> [Work to be completed]: Report every line of the records below that contains the word "statue".

Content starts

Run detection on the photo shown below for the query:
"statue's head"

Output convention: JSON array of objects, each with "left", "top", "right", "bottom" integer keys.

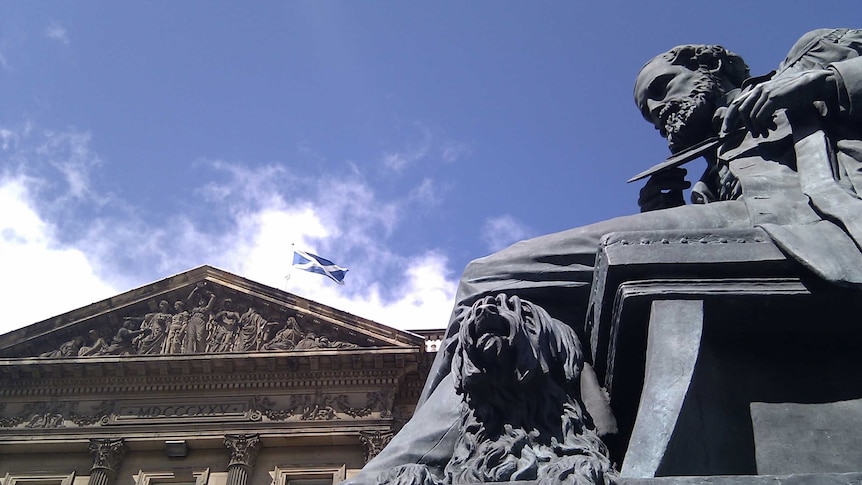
[
  {"left": 634, "top": 44, "right": 750, "bottom": 152},
  {"left": 159, "top": 300, "right": 170, "bottom": 312},
  {"left": 174, "top": 300, "right": 184, "bottom": 312}
]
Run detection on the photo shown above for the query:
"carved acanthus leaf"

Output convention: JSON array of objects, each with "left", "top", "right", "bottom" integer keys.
[
  {"left": 89, "top": 438, "right": 128, "bottom": 472},
  {"left": 224, "top": 434, "right": 261, "bottom": 467},
  {"left": 359, "top": 430, "right": 394, "bottom": 463}
]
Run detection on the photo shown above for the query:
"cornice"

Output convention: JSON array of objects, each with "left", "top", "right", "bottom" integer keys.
[{"left": 0, "top": 348, "right": 421, "bottom": 397}]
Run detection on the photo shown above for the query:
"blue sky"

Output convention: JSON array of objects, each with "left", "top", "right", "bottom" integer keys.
[{"left": 0, "top": 2, "right": 855, "bottom": 333}]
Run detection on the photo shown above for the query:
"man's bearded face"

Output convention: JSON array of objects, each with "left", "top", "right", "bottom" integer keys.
[
  {"left": 661, "top": 72, "right": 725, "bottom": 152},
  {"left": 635, "top": 59, "right": 727, "bottom": 153}
]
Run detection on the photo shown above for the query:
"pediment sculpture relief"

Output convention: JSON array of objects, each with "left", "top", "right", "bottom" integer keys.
[{"left": 37, "top": 282, "right": 359, "bottom": 358}]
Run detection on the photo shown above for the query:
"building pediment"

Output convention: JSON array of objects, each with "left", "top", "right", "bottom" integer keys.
[{"left": 0, "top": 265, "right": 424, "bottom": 359}]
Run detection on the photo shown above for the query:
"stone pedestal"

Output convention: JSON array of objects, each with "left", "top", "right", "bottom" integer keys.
[{"left": 588, "top": 228, "right": 862, "bottom": 477}]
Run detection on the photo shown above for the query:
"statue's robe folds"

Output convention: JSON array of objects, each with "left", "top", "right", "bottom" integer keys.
[{"left": 345, "top": 29, "right": 862, "bottom": 484}]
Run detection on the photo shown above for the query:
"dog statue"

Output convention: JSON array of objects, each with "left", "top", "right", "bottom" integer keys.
[{"left": 376, "top": 293, "right": 616, "bottom": 485}]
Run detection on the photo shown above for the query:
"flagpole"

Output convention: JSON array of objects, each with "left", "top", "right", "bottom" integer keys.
[{"left": 285, "top": 243, "right": 294, "bottom": 283}]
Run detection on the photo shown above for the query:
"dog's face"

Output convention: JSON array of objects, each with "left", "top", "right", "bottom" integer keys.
[{"left": 452, "top": 293, "right": 583, "bottom": 397}]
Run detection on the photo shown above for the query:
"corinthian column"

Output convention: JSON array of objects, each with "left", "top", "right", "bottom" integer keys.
[
  {"left": 88, "top": 438, "right": 128, "bottom": 485},
  {"left": 224, "top": 434, "right": 261, "bottom": 485}
]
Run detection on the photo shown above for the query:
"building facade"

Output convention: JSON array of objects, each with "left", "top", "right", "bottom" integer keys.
[{"left": 0, "top": 266, "right": 433, "bottom": 485}]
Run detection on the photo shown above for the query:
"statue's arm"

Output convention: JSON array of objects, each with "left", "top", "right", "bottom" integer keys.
[
  {"left": 721, "top": 29, "right": 862, "bottom": 137},
  {"left": 828, "top": 55, "right": 862, "bottom": 120}
]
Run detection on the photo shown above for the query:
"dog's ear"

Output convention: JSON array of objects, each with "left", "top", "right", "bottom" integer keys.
[
  {"left": 532, "top": 303, "right": 584, "bottom": 385},
  {"left": 510, "top": 299, "right": 584, "bottom": 387},
  {"left": 450, "top": 339, "right": 467, "bottom": 395},
  {"left": 451, "top": 299, "right": 487, "bottom": 395}
]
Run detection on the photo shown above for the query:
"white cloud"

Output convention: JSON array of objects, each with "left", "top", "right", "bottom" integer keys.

Content ends

> [Final answer]:
"statue's head"
"statue's robe folds"
"dog statue"
"statue's arm"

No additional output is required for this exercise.